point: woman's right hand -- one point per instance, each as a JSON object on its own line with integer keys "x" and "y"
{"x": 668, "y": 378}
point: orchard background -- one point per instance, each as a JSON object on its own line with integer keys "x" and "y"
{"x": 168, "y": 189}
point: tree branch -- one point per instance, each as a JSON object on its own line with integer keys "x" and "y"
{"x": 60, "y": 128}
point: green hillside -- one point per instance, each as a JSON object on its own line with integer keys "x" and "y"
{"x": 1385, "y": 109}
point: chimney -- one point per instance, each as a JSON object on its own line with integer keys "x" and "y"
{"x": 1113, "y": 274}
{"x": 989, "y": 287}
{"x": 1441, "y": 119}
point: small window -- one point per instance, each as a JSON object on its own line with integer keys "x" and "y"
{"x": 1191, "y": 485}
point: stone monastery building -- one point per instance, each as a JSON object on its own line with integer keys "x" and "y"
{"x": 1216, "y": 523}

-*-*-

* EXERCISE AIM *
Everything from the line containing "point: orchard background" through the last line of the records must be given again exactly; leave out all other lines.

* SOLUTION TO THIS PROBLEM *
point: orchard background -- one point per instance, each as a JSON object on its own line with integer keys "x" and "y"
{"x": 168, "y": 189}
point: tree branch -- one point per instance, each as a JSON object on its own line with integer keys "x" and "y"
{"x": 60, "y": 128}
point: green hillside -- one point per instance, each as a JSON object on its own line with integer keys "x" and "y"
{"x": 1385, "y": 109}
point: chimney -- one point per instance, each as a JSON object on its own line with integer keys "x" and "y"
{"x": 1113, "y": 274}
{"x": 989, "y": 287}
{"x": 1441, "y": 119}
point: small window -- one point per instance, each as a JSON object on its own line with integer keys "x" and "y"
{"x": 1191, "y": 485}
point: stone monastery building -- one point per instance, each as a JSON object on its own line with integer keys "x" and "y"
{"x": 1216, "y": 523}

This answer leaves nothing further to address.